• **MATERIALS PROVIDED**:
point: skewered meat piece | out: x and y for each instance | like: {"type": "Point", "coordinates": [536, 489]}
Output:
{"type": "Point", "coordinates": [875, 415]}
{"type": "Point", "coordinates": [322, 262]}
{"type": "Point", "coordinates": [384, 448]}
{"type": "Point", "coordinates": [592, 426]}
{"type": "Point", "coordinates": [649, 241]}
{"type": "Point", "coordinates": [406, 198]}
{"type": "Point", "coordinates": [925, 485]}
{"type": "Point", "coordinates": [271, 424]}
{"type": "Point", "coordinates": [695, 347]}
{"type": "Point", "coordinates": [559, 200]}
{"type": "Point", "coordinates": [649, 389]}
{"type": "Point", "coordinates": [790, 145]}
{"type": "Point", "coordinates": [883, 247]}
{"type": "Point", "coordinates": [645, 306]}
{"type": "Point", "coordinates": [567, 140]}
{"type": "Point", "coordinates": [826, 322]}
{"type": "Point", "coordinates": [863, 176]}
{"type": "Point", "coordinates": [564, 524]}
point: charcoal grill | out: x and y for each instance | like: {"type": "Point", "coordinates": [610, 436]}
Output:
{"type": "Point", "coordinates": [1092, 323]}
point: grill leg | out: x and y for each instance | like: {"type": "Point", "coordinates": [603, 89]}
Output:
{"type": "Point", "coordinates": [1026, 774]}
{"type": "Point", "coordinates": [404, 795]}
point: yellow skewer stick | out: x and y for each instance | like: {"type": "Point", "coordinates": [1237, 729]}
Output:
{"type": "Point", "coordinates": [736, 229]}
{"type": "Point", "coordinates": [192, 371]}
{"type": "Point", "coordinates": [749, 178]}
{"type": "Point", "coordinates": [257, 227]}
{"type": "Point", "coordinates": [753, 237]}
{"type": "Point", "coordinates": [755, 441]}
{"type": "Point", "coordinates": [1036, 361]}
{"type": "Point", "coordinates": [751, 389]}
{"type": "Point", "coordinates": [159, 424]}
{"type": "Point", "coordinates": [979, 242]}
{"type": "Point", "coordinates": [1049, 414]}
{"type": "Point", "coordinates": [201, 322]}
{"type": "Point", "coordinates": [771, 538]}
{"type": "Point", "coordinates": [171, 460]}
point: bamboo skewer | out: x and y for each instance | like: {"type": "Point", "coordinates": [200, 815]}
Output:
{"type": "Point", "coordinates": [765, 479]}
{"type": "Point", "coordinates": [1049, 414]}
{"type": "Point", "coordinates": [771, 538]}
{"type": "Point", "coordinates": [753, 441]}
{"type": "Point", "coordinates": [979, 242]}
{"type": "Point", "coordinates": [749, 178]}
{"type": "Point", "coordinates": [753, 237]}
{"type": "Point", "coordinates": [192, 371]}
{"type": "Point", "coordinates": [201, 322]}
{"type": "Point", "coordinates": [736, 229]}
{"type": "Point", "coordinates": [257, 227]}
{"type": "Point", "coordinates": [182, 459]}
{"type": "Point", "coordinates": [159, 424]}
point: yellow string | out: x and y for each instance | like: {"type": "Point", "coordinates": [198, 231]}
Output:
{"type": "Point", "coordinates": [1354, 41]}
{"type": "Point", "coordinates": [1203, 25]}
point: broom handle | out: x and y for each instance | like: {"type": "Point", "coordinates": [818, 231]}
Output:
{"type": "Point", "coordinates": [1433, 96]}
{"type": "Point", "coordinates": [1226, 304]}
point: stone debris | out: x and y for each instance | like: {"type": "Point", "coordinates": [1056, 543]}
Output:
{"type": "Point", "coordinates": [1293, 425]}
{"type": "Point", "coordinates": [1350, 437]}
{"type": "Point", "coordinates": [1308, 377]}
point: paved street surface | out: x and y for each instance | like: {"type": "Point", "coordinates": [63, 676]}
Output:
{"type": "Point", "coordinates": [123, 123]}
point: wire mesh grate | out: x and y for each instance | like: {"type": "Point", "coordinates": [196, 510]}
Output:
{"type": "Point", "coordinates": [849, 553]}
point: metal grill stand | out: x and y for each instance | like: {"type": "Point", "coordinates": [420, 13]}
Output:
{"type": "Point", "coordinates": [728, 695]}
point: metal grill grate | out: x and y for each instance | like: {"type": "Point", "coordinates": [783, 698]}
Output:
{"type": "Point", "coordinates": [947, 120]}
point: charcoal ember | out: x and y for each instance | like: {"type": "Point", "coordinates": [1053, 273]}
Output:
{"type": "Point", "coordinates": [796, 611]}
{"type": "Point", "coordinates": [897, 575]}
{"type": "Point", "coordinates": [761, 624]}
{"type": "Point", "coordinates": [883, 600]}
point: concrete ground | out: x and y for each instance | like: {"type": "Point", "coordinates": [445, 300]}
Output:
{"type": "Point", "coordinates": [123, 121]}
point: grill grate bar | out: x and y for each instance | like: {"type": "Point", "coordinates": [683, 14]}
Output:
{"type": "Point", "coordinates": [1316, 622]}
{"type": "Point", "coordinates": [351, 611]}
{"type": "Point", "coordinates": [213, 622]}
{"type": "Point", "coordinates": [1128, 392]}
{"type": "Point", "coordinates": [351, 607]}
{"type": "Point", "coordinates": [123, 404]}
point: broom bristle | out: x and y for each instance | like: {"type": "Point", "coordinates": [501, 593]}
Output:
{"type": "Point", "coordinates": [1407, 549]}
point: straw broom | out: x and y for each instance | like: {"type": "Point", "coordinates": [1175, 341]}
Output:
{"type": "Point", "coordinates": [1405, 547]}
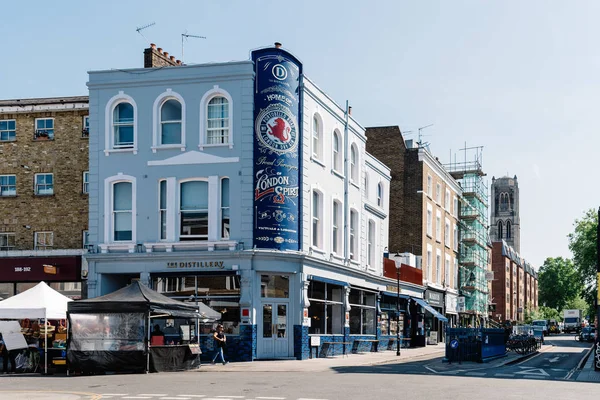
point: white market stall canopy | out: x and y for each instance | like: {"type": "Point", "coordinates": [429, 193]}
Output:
{"type": "Point", "coordinates": [41, 301]}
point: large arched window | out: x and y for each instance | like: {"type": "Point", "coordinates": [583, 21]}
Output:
{"type": "Point", "coordinates": [216, 119]}
{"type": "Point", "coordinates": [317, 142]}
{"type": "Point", "coordinates": [120, 124]}
{"type": "Point", "coordinates": [194, 210]}
{"type": "Point", "coordinates": [353, 163]}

• **CHALLENGE**: Update all of the records by replacing "x and y for each instance" with "x and y coordinates for each instance" wherever it occurs, changing nothing else. Leave the pictures out of your answer.

• **SOLUTION TO THE EXERCISE**:
point: skewered meat piece | out: x and y coordinates for each instance | like: {"type": "Point", "coordinates": [536, 489]}
Output:
{"type": "Point", "coordinates": [875, 415]}
{"type": "Point", "coordinates": [322, 262]}
{"type": "Point", "coordinates": [384, 448]}
{"type": "Point", "coordinates": [592, 426]}
{"type": "Point", "coordinates": [649, 241]}
{"type": "Point", "coordinates": [406, 198]}
{"type": "Point", "coordinates": [925, 485]}
{"type": "Point", "coordinates": [271, 424]}
{"type": "Point", "coordinates": [695, 347]}
{"type": "Point", "coordinates": [559, 200]}
{"type": "Point", "coordinates": [649, 389]}
{"type": "Point", "coordinates": [790, 145]}
{"type": "Point", "coordinates": [883, 247]}
{"type": "Point", "coordinates": [645, 306]}
{"type": "Point", "coordinates": [567, 140]}
{"type": "Point", "coordinates": [826, 322]}
{"type": "Point", "coordinates": [863, 176]}
{"type": "Point", "coordinates": [564, 524]}
point: charcoal grill | out: x and y coordinates for each instance | like: {"type": "Point", "coordinates": [610, 436]}
Output:
{"type": "Point", "coordinates": [1092, 323]}
point: grill leg | out: x and y coordinates for each instance | like: {"type": "Point", "coordinates": [603, 89]}
Output:
{"type": "Point", "coordinates": [1026, 774]}
{"type": "Point", "coordinates": [404, 795]}
point: yellow skewer stick | out: x and y coordinates for each instance | like: {"type": "Point", "coordinates": [1237, 729]}
Output:
{"type": "Point", "coordinates": [736, 229]}
{"type": "Point", "coordinates": [192, 371]}
{"type": "Point", "coordinates": [749, 178]}
{"type": "Point", "coordinates": [257, 227]}
{"type": "Point", "coordinates": [753, 237]}
{"type": "Point", "coordinates": [755, 441]}
{"type": "Point", "coordinates": [1036, 361]}
{"type": "Point", "coordinates": [751, 389]}
{"type": "Point", "coordinates": [159, 424]}
{"type": "Point", "coordinates": [979, 242]}
{"type": "Point", "coordinates": [1049, 414]}
{"type": "Point", "coordinates": [201, 322]}
{"type": "Point", "coordinates": [771, 538]}
{"type": "Point", "coordinates": [171, 460]}
point: bamboo skewer | out: x and y coordinates for each instance | like: {"type": "Point", "coordinates": [200, 815]}
Output:
{"type": "Point", "coordinates": [765, 479]}
{"type": "Point", "coordinates": [1049, 414]}
{"type": "Point", "coordinates": [771, 538]}
{"type": "Point", "coordinates": [753, 441]}
{"type": "Point", "coordinates": [979, 242]}
{"type": "Point", "coordinates": [749, 178]}
{"type": "Point", "coordinates": [753, 237]}
{"type": "Point", "coordinates": [192, 371]}
{"type": "Point", "coordinates": [201, 322]}
{"type": "Point", "coordinates": [736, 229]}
{"type": "Point", "coordinates": [257, 227]}
{"type": "Point", "coordinates": [182, 459]}
{"type": "Point", "coordinates": [159, 424]}
point: yellow string | out: x and y coordinates for each instance | like: {"type": "Point", "coordinates": [198, 231]}
Output:
{"type": "Point", "coordinates": [1354, 41]}
{"type": "Point", "coordinates": [1203, 25]}
point: broom handle | out: x and y coordinates for each instance | like: {"type": "Point", "coordinates": [818, 231]}
Output:
{"type": "Point", "coordinates": [1433, 96]}
{"type": "Point", "coordinates": [1226, 304]}
point: stone debris | out: x and y coordinates for each instance | like: {"type": "Point", "coordinates": [1056, 543]}
Output:
{"type": "Point", "coordinates": [1293, 425]}
{"type": "Point", "coordinates": [1350, 437]}
{"type": "Point", "coordinates": [1308, 377]}
point: paved street surface | out: x and y coordinates for each instance | like: {"type": "Point", "coordinates": [63, 676]}
Output:
{"type": "Point", "coordinates": [123, 123]}
point: wire mesh grate | out: x and y coordinates for each instance | like: {"type": "Point", "coordinates": [196, 510]}
Output:
{"type": "Point", "coordinates": [849, 553]}
point: metal grill stand | out: x and y coordinates for each instance | like: {"type": "Point", "coordinates": [420, 13]}
Output:
{"type": "Point", "coordinates": [728, 695]}
point: metal grill grate | out: x and y coordinates for each instance | like: {"type": "Point", "coordinates": [783, 698]}
Output:
{"type": "Point", "coordinates": [947, 120]}
point: charcoal ember | out: x and y coordinates for each instance | like: {"type": "Point", "coordinates": [1053, 273]}
Output:
{"type": "Point", "coordinates": [796, 611]}
{"type": "Point", "coordinates": [897, 575]}
{"type": "Point", "coordinates": [761, 624]}
{"type": "Point", "coordinates": [883, 600]}
point: concrete ground | out: x and y coordinates for each instance | like: {"type": "Point", "coordinates": [445, 300]}
Output:
{"type": "Point", "coordinates": [123, 121]}
point: grill grate bar | out: x and y coordinates for each instance | like: {"type": "Point", "coordinates": [683, 14]}
Output:
{"type": "Point", "coordinates": [1316, 622]}
{"type": "Point", "coordinates": [351, 611]}
{"type": "Point", "coordinates": [213, 622]}
{"type": "Point", "coordinates": [1128, 392]}
{"type": "Point", "coordinates": [351, 607]}
{"type": "Point", "coordinates": [123, 404]}
point: broom bristle | out: x and y coordinates for each instance | like: {"type": "Point", "coordinates": [501, 593]}
Output:
{"type": "Point", "coordinates": [1407, 549]}
point: straw broom | out: x and y coordinates for each instance | like: {"type": "Point", "coordinates": [1175, 341]}
Output:
{"type": "Point", "coordinates": [1405, 547]}
point: white market stall canopy | out: x and y coordinates for each instance | like: {"type": "Point", "coordinates": [429, 193]}
Output:
{"type": "Point", "coordinates": [41, 301]}
point: large arched window | out: x and y coordinates for each instance | like: {"type": "Point", "coordinates": [583, 21]}
Output:
{"type": "Point", "coordinates": [216, 119]}
{"type": "Point", "coordinates": [317, 142]}
{"type": "Point", "coordinates": [120, 124]}
{"type": "Point", "coordinates": [194, 210]}
{"type": "Point", "coordinates": [353, 163]}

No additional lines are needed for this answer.